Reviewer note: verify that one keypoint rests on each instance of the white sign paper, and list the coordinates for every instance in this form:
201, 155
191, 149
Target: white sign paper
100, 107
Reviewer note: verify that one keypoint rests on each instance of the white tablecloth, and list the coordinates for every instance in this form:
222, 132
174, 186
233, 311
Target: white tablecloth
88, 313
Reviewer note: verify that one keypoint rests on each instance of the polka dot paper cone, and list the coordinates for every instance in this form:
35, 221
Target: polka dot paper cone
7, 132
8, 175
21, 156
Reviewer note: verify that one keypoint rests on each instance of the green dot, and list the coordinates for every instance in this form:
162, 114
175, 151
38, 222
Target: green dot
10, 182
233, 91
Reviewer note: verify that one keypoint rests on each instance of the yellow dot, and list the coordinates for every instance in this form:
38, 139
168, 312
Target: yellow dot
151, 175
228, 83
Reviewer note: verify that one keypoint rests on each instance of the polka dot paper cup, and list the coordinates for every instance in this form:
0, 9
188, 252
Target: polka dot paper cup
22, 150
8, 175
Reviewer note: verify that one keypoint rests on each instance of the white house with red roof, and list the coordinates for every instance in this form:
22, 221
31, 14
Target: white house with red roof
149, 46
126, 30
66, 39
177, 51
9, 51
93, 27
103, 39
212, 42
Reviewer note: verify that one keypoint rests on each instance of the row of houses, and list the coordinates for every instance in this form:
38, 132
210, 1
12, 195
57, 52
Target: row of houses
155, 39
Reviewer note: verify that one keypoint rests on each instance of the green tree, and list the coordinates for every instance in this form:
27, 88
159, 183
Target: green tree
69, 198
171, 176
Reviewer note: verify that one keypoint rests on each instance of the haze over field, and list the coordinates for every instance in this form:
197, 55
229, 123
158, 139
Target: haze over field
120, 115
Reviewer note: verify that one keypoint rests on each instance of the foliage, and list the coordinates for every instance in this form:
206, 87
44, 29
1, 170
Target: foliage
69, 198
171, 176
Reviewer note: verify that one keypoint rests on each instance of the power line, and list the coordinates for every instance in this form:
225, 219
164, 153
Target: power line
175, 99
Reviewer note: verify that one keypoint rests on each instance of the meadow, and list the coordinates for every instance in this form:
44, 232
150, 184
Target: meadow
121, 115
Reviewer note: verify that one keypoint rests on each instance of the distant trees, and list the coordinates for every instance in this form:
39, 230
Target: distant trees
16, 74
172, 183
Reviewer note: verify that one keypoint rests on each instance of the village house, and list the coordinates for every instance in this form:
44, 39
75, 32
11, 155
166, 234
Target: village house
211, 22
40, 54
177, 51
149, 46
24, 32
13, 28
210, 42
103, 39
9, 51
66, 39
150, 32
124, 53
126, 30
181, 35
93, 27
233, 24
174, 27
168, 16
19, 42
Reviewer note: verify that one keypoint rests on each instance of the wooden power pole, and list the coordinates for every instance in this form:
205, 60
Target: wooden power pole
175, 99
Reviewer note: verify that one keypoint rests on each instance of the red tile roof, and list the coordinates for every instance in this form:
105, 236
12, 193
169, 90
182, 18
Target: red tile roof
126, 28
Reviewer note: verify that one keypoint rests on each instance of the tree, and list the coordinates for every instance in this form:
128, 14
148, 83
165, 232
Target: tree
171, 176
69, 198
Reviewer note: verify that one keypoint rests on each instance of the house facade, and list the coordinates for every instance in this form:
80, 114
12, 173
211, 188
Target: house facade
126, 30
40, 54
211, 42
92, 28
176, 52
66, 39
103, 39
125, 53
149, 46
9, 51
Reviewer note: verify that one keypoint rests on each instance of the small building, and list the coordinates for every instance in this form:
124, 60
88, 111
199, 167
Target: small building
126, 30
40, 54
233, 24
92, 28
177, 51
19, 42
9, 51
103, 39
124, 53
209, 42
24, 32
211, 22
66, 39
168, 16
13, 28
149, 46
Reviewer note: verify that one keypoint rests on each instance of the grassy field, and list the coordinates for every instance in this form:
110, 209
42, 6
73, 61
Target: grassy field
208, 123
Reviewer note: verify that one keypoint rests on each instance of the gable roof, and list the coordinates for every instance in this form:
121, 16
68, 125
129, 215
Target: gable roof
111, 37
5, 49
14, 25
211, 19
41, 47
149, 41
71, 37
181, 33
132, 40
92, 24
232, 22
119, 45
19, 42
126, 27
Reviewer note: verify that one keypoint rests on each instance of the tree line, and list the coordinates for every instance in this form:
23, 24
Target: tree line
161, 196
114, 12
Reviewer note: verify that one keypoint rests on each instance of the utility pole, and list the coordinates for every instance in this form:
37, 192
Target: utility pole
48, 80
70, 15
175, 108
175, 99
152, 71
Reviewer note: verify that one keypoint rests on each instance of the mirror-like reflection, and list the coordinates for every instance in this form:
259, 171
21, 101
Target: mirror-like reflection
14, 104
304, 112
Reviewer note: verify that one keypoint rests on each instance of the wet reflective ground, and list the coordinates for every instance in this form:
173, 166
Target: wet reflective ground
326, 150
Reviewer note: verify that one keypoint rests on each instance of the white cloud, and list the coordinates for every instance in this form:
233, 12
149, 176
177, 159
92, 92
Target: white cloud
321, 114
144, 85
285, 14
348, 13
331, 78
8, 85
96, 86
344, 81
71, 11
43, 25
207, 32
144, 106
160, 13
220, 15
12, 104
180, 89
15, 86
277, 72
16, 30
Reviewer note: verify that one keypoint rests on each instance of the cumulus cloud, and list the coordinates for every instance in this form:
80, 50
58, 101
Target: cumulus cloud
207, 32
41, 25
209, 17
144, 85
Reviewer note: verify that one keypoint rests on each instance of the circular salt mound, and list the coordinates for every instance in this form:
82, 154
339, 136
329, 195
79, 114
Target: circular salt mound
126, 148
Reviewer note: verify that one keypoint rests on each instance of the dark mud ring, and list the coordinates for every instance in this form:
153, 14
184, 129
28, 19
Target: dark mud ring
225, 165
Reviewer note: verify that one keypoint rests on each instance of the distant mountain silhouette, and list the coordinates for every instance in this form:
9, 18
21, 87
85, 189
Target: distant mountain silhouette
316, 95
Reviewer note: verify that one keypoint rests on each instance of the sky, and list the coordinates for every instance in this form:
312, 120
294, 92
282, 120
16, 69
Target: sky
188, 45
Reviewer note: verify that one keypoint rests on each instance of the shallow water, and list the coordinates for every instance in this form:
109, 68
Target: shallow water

============

Zadanie: Przepisz w całości wszystkie wiersze od tego, który zawiera „the sky, and”, aż do końca wpisów, dodając -47 do każdej liczby we współrzędnych punktów podanych pod wierszami „Target:”. Pozostałe liczby pozostaw bez zmian.

Wynik poniżej:
Reviewer note: verify that one keypoint rests on each instance of the sky, and list the coordinates for every instance in this form:
312, 120
294, 92
282, 120
16, 69
Target: sky
141, -2
Reviewer note: verify that one keypoint rests on each instance of the shallow water, and list the coordinates for every instance in this form:
109, 68
Target: shallow water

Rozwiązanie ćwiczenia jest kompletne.